» **REQUIRED WORK**
Write out the records again, exactly, leaving none out.

» **PROVIDED MATERIAL**
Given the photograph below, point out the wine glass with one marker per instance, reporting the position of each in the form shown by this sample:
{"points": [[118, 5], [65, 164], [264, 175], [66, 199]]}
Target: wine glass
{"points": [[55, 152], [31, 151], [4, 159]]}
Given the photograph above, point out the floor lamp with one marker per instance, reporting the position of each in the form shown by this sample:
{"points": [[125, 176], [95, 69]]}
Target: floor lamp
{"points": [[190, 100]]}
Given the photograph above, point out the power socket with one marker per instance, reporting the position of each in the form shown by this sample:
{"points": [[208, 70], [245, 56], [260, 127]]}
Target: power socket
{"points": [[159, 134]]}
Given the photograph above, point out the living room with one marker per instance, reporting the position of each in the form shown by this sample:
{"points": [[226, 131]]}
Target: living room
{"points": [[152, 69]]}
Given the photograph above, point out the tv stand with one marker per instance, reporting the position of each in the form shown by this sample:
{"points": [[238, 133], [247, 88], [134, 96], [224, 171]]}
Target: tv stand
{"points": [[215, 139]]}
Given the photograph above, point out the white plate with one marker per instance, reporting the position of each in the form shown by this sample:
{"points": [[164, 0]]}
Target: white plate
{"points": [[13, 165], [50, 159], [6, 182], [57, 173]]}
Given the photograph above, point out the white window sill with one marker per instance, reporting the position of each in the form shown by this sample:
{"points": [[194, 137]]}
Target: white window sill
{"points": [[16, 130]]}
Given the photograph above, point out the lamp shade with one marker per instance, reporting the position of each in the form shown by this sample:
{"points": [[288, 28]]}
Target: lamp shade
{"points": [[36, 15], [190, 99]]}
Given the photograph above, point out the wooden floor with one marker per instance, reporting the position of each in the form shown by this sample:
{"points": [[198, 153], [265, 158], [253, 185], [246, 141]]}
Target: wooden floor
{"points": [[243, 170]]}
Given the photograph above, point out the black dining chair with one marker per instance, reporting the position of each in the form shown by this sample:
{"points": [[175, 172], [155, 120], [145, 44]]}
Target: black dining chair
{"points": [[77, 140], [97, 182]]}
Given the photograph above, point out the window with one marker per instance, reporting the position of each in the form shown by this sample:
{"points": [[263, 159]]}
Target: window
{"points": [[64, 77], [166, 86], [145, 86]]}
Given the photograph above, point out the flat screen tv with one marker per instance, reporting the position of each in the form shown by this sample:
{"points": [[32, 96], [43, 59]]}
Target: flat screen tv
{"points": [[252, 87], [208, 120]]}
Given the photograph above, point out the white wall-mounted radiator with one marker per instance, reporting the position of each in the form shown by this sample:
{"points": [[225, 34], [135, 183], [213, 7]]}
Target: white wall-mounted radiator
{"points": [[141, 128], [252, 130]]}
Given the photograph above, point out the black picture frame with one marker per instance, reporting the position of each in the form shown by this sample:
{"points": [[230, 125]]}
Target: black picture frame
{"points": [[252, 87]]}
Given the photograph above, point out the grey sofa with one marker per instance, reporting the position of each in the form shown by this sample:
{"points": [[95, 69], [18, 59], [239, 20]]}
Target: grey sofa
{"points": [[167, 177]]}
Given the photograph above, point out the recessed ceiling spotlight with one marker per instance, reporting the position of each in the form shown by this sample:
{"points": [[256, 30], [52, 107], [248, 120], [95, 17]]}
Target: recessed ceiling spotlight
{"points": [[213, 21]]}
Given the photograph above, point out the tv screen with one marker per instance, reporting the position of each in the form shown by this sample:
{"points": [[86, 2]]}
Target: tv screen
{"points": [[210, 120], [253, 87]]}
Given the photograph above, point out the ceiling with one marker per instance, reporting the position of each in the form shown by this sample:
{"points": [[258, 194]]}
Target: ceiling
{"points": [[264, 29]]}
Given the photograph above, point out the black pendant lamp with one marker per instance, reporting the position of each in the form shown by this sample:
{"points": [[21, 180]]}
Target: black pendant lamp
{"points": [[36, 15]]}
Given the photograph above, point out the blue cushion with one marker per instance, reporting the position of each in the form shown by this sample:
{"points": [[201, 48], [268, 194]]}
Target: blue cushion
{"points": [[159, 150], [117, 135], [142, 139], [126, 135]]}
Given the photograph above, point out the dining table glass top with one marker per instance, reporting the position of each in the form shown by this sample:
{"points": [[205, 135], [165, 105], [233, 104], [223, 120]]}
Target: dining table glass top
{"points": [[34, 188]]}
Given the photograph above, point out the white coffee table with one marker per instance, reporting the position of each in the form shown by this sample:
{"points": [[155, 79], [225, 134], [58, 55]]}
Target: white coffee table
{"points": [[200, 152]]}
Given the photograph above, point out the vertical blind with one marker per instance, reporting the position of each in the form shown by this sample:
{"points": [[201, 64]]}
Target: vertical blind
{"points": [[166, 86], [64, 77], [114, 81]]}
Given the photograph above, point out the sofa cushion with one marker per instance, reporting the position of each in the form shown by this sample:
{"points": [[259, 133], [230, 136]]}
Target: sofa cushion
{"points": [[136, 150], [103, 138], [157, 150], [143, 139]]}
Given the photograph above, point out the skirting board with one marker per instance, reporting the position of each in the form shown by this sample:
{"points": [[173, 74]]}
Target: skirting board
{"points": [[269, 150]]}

» **COMPLETE RESPONSE**
Given the photograph below, point out the wine glass with one marker per instance, reporting the position of each in the form shown by this sample:
{"points": [[118, 5], [65, 164], [264, 175], [66, 199]]}
Target: wine glass
{"points": [[55, 152], [31, 151], [4, 159]]}
Given the photograph above, point out the floor lamp with one marker per instance, reporting the position of each in the form shown by this sample:
{"points": [[125, 176], [95, 69]]}
Target: floor lamp
{"points": [[190, 100]]}
Given the photograph above, point out the power socket with one marker per instance, reporting the position of each in the form shown by this sample:
{"points": [[208, 70], [245, 56], [260, 127]]}
Target: power socket
{"points": [[159, 134]]}
Given the photograph above, point out the living room with one marker per instance, reporting the position of each in the form shown by this sample:
{"points": [[226, 131]]}
Target: living room
{"points": [[152, 69]]}
Given the photograph above, point out the tv stand with one marker per instance, reporting the position of each in the form shown by this sample:
{"points": [[238, 133], [247, 88], [134, 96], [224, 171]]}
Target: tv stand
{"points": [[215, 139]]}
Given the photograph above, point out the white plate with one marker per instance, reporting the position of each in the form shown by this sample:
{"points": [[164, 0]]}
Target: white plate
{"points": [[13, 165], [50, 159], [6, 182], [57, 173]]}
Given the photograph above, point out the white window sill with one marker per instance, reporting the position of each in the form shown by this sample:
{"points": [[194, 137]]}
Target: white window sill
{"points": [[16, 130]]}
Given the photograph above, point out the lamp shade with one marker per instance, reporting the position of each in the form shown by this sample:
{"points": [[288, 28]]}
Target: lamp shade
{"points": [[36, 15], [190, 99]]}
Given the photograph above, point out the wooden floor with one marker per instance, reporting the position of each in the form shown by this sample:
{"points": [[198, 153], [265, 158], [253, 185], [246, 141]]}
Target: wooden floor
{"points": [[243, 170]]}
Given the photograph above, point out the black dining chair with one marker per instance, reporting the position of each in the form shown by this sample:
{"points": [[175, 172], [155, 120], [145, 44]]}
Target: black dining chair
{"points": [[77, 140], [97, 182]]}
Given the photograph above, point out the window with one marker per instance, reporting the position of each in the form shown by this sample:
{"points": [[263, 159]]}
Target: window
{"points": [[64, 77], [166, 86], [145, 86]]}
Given the photograph above, point out the flat screen tv with one marker per instance, reporting the position of each in the form shown by this sample:
{"points": [[32, 96], [43, 59]]}
Target: flat screen tv
{"points": [[252, 87], [208, 120]]}
Given the photograph above, point out the white wall-mounted radiator with one marker per instance, reporting the position of each in the form shown by this sample:
{"points": [[225, 34], [135, 183], [213, 7]]}
Target: white wall-mounted radiator
{"points": [[141, 128], [252, 130]]}
Given the photograph above, point out the black picture frame with one marker per instance, reporting the position of each in the form shown by this sample:
{"points": [[230, 125]]}
Target: black picture frame
{"points": [[252, 87]]}
Given the photograph above, point out the grey sofa with one marker per instance, reporting the position of each in the form shown by this sample:
{"points": [[95, 69], [18, 59], [239, 20]]}
Target: grey sofa
{"points": [[167, 177]]}
Given the photograph above, point out the recessed ceiling spotlight with one marker per instance, reporting the position of each in the form shown by this sample:
{"points": [[256, 30], [52, 107], [248, 120], [95, 17]]}
Target: recessed ceiling spotlight
{"points": [[213, 21]]}
Given the photograph above, point out the tv screen with one marker per instance, reporting the position of each in the form shown by this sample:
{"points": [[86, 2]]}
Target: tv screen
{"points": [[210, 120], [253, 87]]}
Given the photograph above, point out the ceiling with one marker per instance, reporting the position of each in the form shown by this sample:
{"points": [[258, 194]]}
Target: ceiling
{"points": [[264, 29]]}
Given the photograph above, point out the black pendant lamp with one marker per instance, reporting the position of each in the form shown by this sample:
{"points": [[21, 180]]}
Target: black pendant lamp
{"points": [[36, 15]]}
Given the photograph above, point out the blue cushion with one marker per instance, reporting the position of each in the form shown by this sample:
{"points": [[201, 48], [268, 194]]}
Target: blue cushion
{"points": [[159, 150], [117, 135], [142, 139], [126, 135]]}
Given the photograph above, point out the dining table glass top with one marker per instance, reporting the position of each in the form shown by this sample:
{"points": [[205, 135], [165, 105], [233, 104], [223, 120]]}
Target: dining table glass top
{"points": [[34, 188]]}
Given the photograph above, point out the white coffee table with one marker per instance, reporting the position of each in the form shown by this sample:
{"points": [[155, 79], [225, 134], [58, 55]]}
Target: white coffee table
{"points": [[200, 152]]}
Given the photograph above, point out the vertical blind with one marker per instance, reporting the position of each in the form shown by this sample:
{"points": [[201, 64]]}
Target: vertical blind
{"points": [[166, 86], [64, 77], [114, 81]]}
Given the photograph above, point out the sofa cushion with one marker per instance, reporting the position of each in the form shown by this sample:
{"points": [[259, 133], [230, 136]]}
Target: sofa cushion
{"points": [[136, 150], [103, 138], [157, 150], [143, 139]]}
Given the photograph above, point out the skirting board with one marker per instance, reporting the position of each in the form shown by this sample:
{"points": [[173, 74]]}
Target: skirting board
{"points": [[269, 150]]}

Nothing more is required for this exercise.